▶ **REQUIREMENT**: In the post below about the spinach E. coli outbreak, translate this sentence into Spanish: "Federal and state investigators on Wednesday focused their hunt to nine farms in California's greater Salinas Valley, said Dr. Mark Horton, the state public health officer."

▶ **EXCERPT PROVIDED**:
= Beginning of Section =

Elaine Meinel Supkis
I grow food and worry about germs. I also eat a lot of raw food. The recent e coli outbreak is interesting because it sprang out of SEALED BAGS. Not directly from a garden. Time to look into how e coli works and how to avoid it.
(09-20) 19:09 PDT WASHINGTON, (AP) --
Spinach found in the refrigerator of a person sickened by E. coli was contaminated with the bacteria, the "smoking gun" that investigators have sought for the origin of the deadly outbreak, health officials say.
Federal and state investigators on Wednesday focused their hunt to nine farms in California's greater Salinas Valley, said Dr. Mark Horton, the state public health officer. They also were checking processing plants, said Horton, who called the bag of tainted Dole baby spinach the "smoking gun" in the case.
This didn't come from several farms, the infected leaves are from one farm and researchers hope to locate it exactly. These were not 'organic' spinach farms, I farm 'organic', namely, when I had sheep, they were penned over winter in the garden so they fertilized the soil with their piss and in summer, the oxen and horses' droppings that sat in the sun in piles over the previous year were used. Not only that, I cover the soil with a ground cover and then mulched leaves to keep in moisture, keep out bugs and keep the leaves clean because I don't like dirty spinach.
The spinach in California is irrigated. Unlike the clean rain I get, this water has all sorts of stuff in it from all sorts of sources.
By ANDREW BRIDGES
The Associated Press
Tuesday, September 19, 2006; 8:49 PM
WASHINGTON -- Federal health officials are investigating whether a more potent strain of E. coli is behind an outbreak linked to fresh spinach that has sickened at least 131 people, half of whom have been hospitalized.
The Centers for Disease Control and Prevention said Tuesday that fully 50 percent of those reported sick in the outbreak were hospitalized. That's more than the 25 percent to 30 percent seen in other E. coli outbreaks, said Dr. David Acheson of the Food and Drug Administration's Center for Food Safety and Applied Nutrition.
Many, many years ago, I was against the wholesale drugging of farm animals. People wanting profits found if you feed medicines to animals on a regular basis, they grow bigger and faster and hens lay more eggs.
This has caused evolution of bacterium and viruses to speed up at warp speed. Instead of using this stuff sparingly, it was poured into the ecosystem. The cows and birds and pigs ingesting these drugs pass the germs into the ecosystem and their by-products have permeated the environment and this is all very dangerous. Now, we are increasingly exposing ourselves to increasingly deadly germs.

= End of Section =

▶ **PROVIDED RECORDS**:
= Beginning of Section =

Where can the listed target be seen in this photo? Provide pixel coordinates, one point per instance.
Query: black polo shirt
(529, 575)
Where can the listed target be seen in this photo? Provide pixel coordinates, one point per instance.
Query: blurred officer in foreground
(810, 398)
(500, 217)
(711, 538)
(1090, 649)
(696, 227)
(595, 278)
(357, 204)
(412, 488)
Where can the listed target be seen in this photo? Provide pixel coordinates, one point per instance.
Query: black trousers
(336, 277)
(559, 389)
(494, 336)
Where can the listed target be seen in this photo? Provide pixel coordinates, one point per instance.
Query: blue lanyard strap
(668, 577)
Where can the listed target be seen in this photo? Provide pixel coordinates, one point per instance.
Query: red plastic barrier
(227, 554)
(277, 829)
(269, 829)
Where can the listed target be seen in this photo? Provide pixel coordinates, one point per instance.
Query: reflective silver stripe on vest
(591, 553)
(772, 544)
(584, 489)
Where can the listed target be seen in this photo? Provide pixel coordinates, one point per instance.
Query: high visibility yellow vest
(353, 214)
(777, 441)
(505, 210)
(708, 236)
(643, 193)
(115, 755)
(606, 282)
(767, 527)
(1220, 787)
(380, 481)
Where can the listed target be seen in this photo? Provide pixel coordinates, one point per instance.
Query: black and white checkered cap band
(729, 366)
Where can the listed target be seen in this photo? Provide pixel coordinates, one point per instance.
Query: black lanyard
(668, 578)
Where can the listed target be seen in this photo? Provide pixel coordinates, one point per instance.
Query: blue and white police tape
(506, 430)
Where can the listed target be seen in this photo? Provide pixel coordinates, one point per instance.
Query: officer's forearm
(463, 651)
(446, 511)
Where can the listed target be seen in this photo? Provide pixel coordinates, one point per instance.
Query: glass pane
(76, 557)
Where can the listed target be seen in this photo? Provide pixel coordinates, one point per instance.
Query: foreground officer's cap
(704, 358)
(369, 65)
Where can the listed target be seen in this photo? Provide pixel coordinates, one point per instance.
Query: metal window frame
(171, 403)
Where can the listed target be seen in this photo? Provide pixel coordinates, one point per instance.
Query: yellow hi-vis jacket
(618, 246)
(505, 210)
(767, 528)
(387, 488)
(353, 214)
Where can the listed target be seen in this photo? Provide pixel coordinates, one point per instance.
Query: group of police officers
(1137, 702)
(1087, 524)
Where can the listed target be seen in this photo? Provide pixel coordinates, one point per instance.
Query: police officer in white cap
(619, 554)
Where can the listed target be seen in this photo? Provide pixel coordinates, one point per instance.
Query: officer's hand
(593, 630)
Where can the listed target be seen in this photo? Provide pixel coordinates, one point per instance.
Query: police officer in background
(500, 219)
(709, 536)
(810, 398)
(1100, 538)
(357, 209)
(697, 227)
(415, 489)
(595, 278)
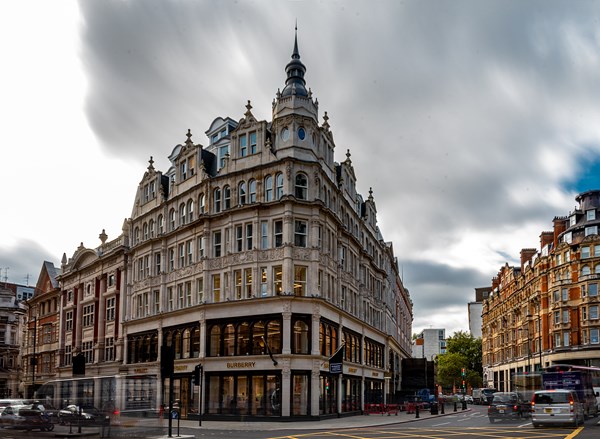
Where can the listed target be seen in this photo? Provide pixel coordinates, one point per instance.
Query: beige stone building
(255, 257)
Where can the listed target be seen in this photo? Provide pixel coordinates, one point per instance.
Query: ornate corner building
(255, 257)
(547, 310)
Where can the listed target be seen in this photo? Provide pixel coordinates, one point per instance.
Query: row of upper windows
(590, 230)
(222, 200)
(590, 215)
(269, 235)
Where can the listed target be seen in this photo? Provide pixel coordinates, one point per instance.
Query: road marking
(575, 433)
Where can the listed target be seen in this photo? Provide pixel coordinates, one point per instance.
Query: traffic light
(79, 364)
(197, 374)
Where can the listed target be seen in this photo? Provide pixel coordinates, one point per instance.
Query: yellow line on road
(575, 433)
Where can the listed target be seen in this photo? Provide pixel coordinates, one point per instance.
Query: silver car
(554, 407)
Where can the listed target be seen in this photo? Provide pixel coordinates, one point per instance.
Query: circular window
(301, 133)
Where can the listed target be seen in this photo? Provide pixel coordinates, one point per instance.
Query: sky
(475, 123)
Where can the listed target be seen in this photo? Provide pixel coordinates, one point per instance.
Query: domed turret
(295, 83)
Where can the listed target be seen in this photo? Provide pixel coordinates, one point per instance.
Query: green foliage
(463, 351)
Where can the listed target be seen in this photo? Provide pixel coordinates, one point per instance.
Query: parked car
(507, 405)
(25, 417)
(72, 414)
(553, 407)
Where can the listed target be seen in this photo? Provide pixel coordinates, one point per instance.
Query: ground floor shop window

= End of Section =

▶ **THE ANSWER**: Los investigadores federales y estatales concentraron el miércoles su búsqueda en nueve granjas de la región del gran Valle de Salinas, en California, dijo el Dr. Mark Horton, funcionario de salud pública del estado.